◆ **Actions to take**:
(a) Please translate this sentence from the post about affording IVF into Spanish: "It was such a hard thing to admit to, because how can I say that I can't afford to have our own baby?"
(b) Pick up the post about affording IVF right after its last sentence and keep writing in the same voice.

Sorry for the absence lately, it's been a hectic and emotional last couple of months, but here I am again! After my last post from my January appointment with the RE the plan was to try for invitro. After a week of making calls to figure out if we could afford to finance even just one cycle of IVF we came to the realization that it is just not a possibility at this time for us. It was such a hard thing to admit to, because how can I say that I can't afford to have our own baby? Being realistic though, we just can't. Our medical bills just keep piling up for every damn lab we have drawn and every appointment we have and to spend up to $20,000 for IFV when there is no guarantee of it resulting in a pregnancy is just too much at this point.

◆ **Referring expression data**:

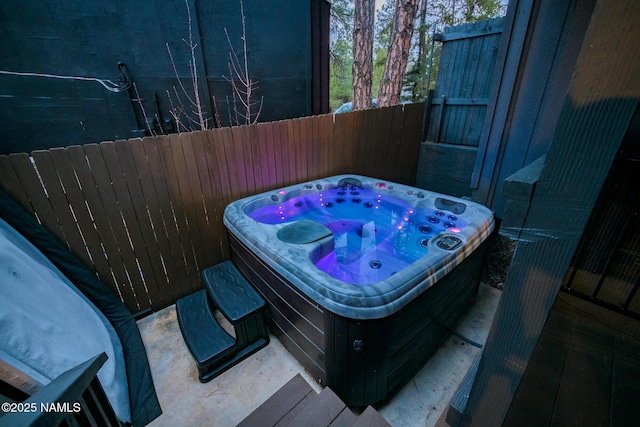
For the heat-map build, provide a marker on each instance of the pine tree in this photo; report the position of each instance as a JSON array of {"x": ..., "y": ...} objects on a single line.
[
  {"x": 362, "y": 70},
  {"x": 398, "y": 52}
]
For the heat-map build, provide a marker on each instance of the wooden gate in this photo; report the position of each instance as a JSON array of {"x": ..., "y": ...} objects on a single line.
[{"x": 457, "y": 106}]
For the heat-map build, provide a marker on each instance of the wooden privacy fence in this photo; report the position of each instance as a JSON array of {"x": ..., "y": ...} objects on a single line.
[
  {"x": 457, "y": 105},
  {"x": 146, "y": 214}
]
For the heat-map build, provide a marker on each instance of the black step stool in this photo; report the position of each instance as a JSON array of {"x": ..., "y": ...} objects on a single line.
[{"x": 213, "y": 349}]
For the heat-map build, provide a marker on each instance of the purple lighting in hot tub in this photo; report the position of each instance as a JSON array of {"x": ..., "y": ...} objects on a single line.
[{"x": 394, "y": 234}]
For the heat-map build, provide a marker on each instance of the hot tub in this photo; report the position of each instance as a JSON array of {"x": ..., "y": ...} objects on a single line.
[{"x": 364, "y": 278}]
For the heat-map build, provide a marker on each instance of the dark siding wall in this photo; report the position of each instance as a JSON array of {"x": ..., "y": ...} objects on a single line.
[
  {"x": 538, "y": 57},
  {"x": 79, "y": 38}
]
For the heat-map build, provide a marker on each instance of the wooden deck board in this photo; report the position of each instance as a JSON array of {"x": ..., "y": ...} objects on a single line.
[
  {"x": 296, "y": 404},
  {"x": 582, "y": 372}
]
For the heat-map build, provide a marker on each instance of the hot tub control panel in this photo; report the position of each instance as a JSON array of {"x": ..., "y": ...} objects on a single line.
[{"x": 448, "y": 243}]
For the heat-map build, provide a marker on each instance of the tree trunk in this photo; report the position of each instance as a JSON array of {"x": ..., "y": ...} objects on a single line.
[
  {"x": 364, "y": 11},
  {"x": 422, "y": 52},
  {"x": 398, "y": 52}
]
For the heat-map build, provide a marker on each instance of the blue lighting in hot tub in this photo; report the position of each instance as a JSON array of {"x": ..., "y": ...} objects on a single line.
[{"x": 395, "y": 233}]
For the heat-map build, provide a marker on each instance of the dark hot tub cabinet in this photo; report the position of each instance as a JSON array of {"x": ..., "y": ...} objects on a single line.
[{"x": 364, "y": 278}]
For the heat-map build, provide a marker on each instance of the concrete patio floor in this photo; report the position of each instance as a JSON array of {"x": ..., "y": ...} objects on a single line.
[{"x": 230, "y": 397}]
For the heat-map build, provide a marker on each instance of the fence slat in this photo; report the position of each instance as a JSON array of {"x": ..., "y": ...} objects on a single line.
[
  {"x": 77, "y": 201},
  {"x": 173, "y": 258},
  {"x": 135, "y": 212},
  {"x": 169, "y": 149},
  {"x": 211, "y": 194},
  {"x": 119, "y": 251},
  {"x": 11, "y": 183},
  {"x": 34, "y": 190}
]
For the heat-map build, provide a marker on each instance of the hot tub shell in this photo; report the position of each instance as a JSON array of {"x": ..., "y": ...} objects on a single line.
[{"x": 362, "y": 341}]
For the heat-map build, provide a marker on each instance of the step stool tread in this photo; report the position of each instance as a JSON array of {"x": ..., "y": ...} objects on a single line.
[
  {"x": 205, "y": 338},
  {"x": 231, "y": 292}
]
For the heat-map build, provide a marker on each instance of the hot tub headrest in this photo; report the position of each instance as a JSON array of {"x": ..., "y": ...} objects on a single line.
[
  {"x": 350, "y": 181},
  {"x": 303, "y": 231}
]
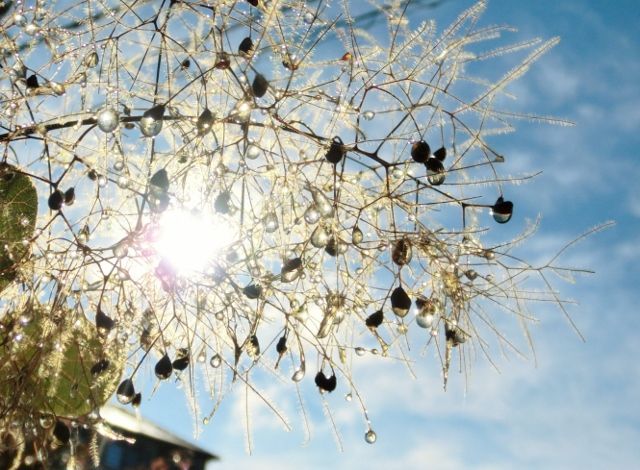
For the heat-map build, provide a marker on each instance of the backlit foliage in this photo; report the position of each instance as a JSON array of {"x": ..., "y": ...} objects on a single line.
[{"x": 230, "y": 187}]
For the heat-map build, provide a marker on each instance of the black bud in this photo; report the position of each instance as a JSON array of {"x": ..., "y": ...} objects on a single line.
[
  {"x": 205, "y": 121},
  {"x": 69, "y": 196},
  {"x": 246, "y": 46},
  {"x": 164, "y": 368},
  {"x": 259, "y": 86},
  {"x": 324, "y": 383},
  {"x": 99, "y": 367},
  {"x": 56, "y": 199},
  {"x": 182, "y": 361},
  {"x": 440, "y": 154},
  {"x": 375, "y": 319},
  {"x": 32, "y": 81},
  {"x": 420, "y": 151},
  {"x": 336, "y": 152},
  {"x": 400, "y": 302},
  {"x": 281, "y": 347},
  {"x": 137, "y": 399},
  {"x": 502, "y": 210}
]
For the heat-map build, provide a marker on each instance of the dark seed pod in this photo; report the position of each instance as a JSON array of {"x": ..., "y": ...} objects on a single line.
[
  {"x": 69, "y": 196},
  {"x": 332, "y": 247},
  {"x": 281, "y": 347},
  {"x": 400, "y": 302},
  {"x": 182, "y": 360},
  {"x": 205, "y": 121},
  {"x": 336, "y": 152},
  {"x": 61, "y": 432},
  {"x": 440, "y": 154},
  {"x": 99, "y": 367},
  {"x": 253, "y": 347},
  {"x": 375, "y": 319},
  {"x": 103, "y": 321},
  {"x": 454, "y": 335},
  {"x": 259, "y": 86},
  {"x": 252, "y": 291},
  {"x": 156, "y": 113},
  {"x": 420, "y": 151},
  {"x": 327, "y": 384},
  {"x": 32, "y": 81},
  {"x": 164, "y": 368},
  {"x": 402, "y": 252},
  {"x": 137, "y": 399},
  {"x": 502, "y": 210},
  {"x": 222, "y": 204},
  {"x": 435, "y": 172},
  {"x": 160, "y": 180},
  {"x": 125, "y": 391},
  {"x": 246, "y": 47},
  {"x": 56, "y": 199},
  {"x": 222, "y": 60}
]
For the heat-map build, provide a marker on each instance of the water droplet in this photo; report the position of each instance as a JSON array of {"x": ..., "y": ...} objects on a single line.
[
  {"x": 370, "y": 436},
  {"x": 150, "y": 127},
  {"x": 270, "y": 222},
  {"x": 125, "y": 391},
  {"x": 320, "y": 237},
  {"x": 215, "y": 361},
  {"x": 368, "y": 115}
]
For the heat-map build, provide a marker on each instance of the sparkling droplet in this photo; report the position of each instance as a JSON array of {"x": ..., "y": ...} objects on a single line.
[
  {"x": 270, "y": 222},
  {"x": 370, "y": 436},
  {"x": 215, "y": 361},
  {"x": 368, "y": 115},
  {"x": 320, "y": 237},
  {"x": 150, "y": 127}
]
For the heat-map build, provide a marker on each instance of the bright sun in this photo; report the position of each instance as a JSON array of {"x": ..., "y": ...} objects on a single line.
[{"x": 189, "y": 240}]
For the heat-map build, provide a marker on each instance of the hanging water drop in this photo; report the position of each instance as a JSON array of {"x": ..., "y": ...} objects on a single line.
[
  {"x": 370, "y": 436},
  {"x": 125, "y": 391},
  {"x": 270, "y": 222}
]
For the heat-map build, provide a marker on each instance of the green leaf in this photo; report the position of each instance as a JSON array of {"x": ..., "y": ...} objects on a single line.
[{"x": 18, "y": 212}]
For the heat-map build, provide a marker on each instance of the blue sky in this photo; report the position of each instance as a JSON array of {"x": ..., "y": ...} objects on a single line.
[{"x": 576, "y": 406}]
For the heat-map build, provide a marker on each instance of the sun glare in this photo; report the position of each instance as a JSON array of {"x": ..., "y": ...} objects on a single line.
[{"x": 189, "y": 240}]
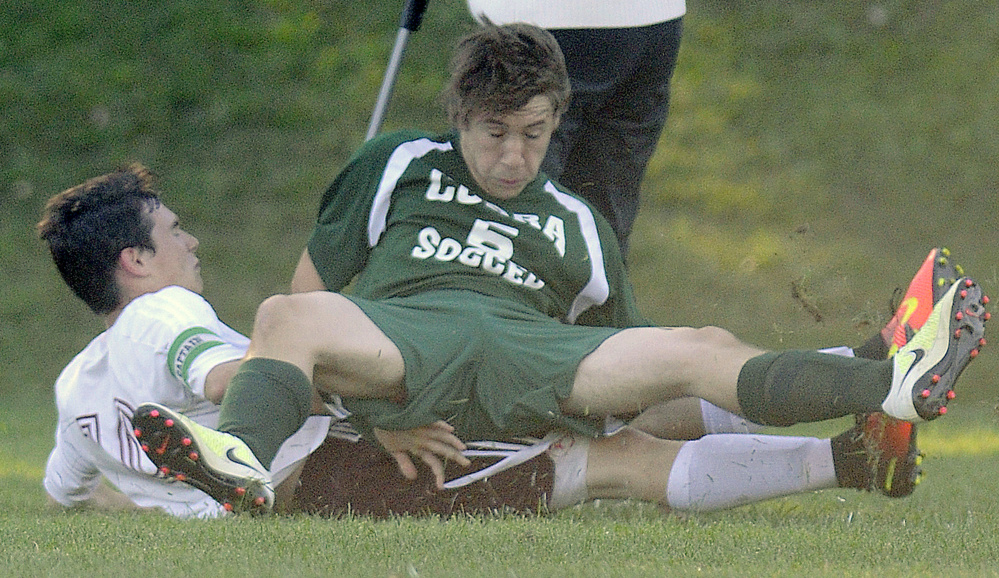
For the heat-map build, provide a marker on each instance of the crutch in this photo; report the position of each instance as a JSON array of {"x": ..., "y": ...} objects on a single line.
[{"x": 412, "y": 17}]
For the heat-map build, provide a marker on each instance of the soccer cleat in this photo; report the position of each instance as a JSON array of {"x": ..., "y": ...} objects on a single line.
[
  {"x": 930, "y": 283},
  {"x": 878, "y": 454},
  {"x": 926, "y": 368},
  {"x": 217, "y": 463},
  {"x": 937, "y": 273}
]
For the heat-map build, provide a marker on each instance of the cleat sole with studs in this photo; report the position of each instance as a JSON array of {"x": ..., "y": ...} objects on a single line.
[
  {"x": 967, "y": 323},
  {"x": 177, "y": 455}
]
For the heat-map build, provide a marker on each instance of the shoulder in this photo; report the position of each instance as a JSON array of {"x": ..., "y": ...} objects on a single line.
[
  {"x": 169, "y": 310},
  {"x": 385, "y": 144}
]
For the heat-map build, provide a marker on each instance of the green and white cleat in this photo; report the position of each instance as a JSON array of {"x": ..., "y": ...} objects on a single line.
[
  {"x": 215, "y": 462},
  {"x": 927, "y": 367}
]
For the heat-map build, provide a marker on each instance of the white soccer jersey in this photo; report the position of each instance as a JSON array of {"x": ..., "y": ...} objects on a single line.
[{"x": 160, "y": 349}]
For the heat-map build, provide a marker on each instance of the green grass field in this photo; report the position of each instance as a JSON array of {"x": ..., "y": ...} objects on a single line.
[
  {"x": 947, "y": 528},
  {"x": 814, "y": 145}
]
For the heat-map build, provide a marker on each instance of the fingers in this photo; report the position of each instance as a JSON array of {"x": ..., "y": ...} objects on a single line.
[
  {"x": 436, "y": 467},
  {"x": 406, "y": 466}
]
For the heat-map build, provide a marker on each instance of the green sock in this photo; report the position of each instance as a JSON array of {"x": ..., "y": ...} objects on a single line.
[
  {"x": 789, "y": 387},
  {"x": 266, "y": 402}
]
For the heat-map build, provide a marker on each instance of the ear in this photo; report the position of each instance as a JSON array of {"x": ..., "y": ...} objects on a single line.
[{"x": 132, "y": 261}]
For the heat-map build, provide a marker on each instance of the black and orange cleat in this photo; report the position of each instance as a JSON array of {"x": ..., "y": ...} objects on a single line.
[
  {"x": 217, "y": 463},
  {"x": 879, "y": 454}
]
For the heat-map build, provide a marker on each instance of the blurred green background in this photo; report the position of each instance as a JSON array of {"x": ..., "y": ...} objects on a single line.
[{"x": 815, "y": 151}]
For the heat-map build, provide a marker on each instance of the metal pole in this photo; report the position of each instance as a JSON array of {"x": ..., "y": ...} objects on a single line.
[{"x": 412, "y": 17}]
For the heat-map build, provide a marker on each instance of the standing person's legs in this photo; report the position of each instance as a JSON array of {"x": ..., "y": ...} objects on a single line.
[{"x": 614, "y": 122}]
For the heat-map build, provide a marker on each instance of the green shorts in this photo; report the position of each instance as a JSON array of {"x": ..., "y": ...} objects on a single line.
[{"x": 490, "y": 367}]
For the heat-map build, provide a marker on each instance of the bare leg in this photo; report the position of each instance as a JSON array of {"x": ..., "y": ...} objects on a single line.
[
  {"x": 678, "y": 419},
  {"x": 328, "y": 330},
  {"x": 630, "y": 464},
  {"x": 641, "y": 367}
]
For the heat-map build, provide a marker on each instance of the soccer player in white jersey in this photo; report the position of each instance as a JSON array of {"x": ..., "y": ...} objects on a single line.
[
  {"x": 486, "y": 294},
  {"x": 125, "y": 255}
]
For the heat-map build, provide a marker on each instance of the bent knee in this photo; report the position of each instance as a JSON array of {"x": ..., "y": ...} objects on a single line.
[{"x": 283, "y": 317}]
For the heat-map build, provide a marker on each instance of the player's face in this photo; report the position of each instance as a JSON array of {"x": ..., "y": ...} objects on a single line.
[
  {"x": 504, "y": 152},
  {"x": 175, "y": 261}
]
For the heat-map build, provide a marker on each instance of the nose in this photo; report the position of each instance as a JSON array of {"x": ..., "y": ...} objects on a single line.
[{"x": 513, "y": 152}]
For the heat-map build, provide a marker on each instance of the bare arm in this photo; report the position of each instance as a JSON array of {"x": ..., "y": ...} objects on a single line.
[
  {"x": 430, "y": 443},
  {"x": 218, "y": 378}
]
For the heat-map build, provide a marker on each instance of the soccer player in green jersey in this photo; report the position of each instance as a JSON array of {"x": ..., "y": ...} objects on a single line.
[{"x": 486, "y": 295}]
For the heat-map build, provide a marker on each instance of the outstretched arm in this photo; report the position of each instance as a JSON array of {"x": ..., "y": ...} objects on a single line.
[{"x": 431, "y": 443}]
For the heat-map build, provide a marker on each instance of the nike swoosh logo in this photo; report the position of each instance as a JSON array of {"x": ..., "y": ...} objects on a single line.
[{"x": 231, "y": 455}]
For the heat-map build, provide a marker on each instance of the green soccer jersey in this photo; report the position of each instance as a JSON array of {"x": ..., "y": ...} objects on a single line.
[{"x": 405, "y": 216}]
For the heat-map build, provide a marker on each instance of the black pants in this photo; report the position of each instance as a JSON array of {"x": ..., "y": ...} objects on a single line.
[{"x": 620, "y": 98}]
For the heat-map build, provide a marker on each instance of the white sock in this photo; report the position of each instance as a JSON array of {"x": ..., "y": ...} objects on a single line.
[
  {"x": 717, "y": 420},
  {"x": 569, "y": 453},
  {"x": 728, "y": 470}
]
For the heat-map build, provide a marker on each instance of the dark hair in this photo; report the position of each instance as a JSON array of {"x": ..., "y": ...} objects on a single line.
[
  {"x": 498, "y": 69},
  {"x": 87, "y": 227}
]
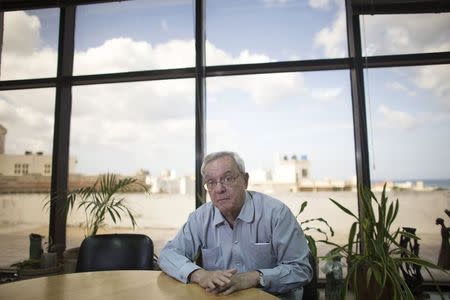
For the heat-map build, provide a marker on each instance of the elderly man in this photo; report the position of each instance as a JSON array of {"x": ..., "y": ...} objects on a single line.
[{"x": 246, "y": 239}]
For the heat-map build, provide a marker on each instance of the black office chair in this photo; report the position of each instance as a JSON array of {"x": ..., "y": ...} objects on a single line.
[
  {"x": 115, "y": 252},
  {"x": 310, "y": 291}
]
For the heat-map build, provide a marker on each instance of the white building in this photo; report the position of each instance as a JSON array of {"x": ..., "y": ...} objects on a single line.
[
  {"x": 290, "y": 170},
  {"x": 27, "y": 163}
]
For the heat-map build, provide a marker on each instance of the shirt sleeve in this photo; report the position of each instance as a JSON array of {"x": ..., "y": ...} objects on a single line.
[
  {"x": 177, "y": 257},
  {"x": 291, "y": 248}
]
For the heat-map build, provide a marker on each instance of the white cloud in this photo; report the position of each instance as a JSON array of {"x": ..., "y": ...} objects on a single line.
[
  {"x": 321, "y": 4},
  {"x": 124, "y": 54},
  {"x": 396, "y": 34},
  {"x": 21, "y": 33},
  {"x": 326, "y": 95},
  {"x": 397, "y": 119},
  {"x": 436, "y": 79},
  {"x": 22, "y": 55},
  {"x": 397, "y": 86},
  {"x": 333, "y": 38},
  {"x": 28, "y": 117},
  {"x": 274, "y": 2},
  {"x": 164, "y": 25}
]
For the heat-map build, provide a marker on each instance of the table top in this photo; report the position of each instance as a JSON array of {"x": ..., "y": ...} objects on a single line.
[{"x": 132, "y": 285}]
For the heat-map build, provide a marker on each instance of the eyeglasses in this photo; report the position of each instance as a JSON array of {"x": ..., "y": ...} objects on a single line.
[{"x": 227, "y": 181}]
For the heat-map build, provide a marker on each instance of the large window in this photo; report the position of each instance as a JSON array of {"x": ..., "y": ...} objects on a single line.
[
  {"x": 295, "y": 134},
  {"x": 264, "y": 31},
  {"x": 26, "y": 133},
  {"x": 134, "y": 36},
  {"x": 30, "y": 43},
  {"x": 404, "y": 34},
  {"x": 410, "y": 125}
]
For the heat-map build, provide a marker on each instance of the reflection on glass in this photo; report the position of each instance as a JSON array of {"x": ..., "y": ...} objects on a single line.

◆ **Activity answers**:
(a) Fue algo muy difícil de admitir, porque ¿cómo puedo decir que no puedo permitirme tener nuestro propio bebé?

(b)
It couldn't have been any more perfect timing that the RE called us the very next morning to tell us that after his analysis the movement was above average and he felt we could try doing a few IUI's first. So, that's where we are now--saving up for our first IUI. We are hoping to be able to have the money saved up to do our first one by April. I will be back on Clomid, so I am a bit nervous about that after the pain I had from the big cyst it caused last time but I am willing to do anything to increase our chances, even if just by a tiny amount.
We would appreciate thoughts and prayers as we try to save up for the IUI's and go through these cycles. We were told that IUI only has about a 10% chance resulting in pregnancy so it is a bit disheartening to save up hundreds of dollars for only a 10% chance of getting pregnant. On top of the money, it's stressful because they gave us 10 thousand papers with all these instructions and when to call and when to do this and that and I am so overwhelmed!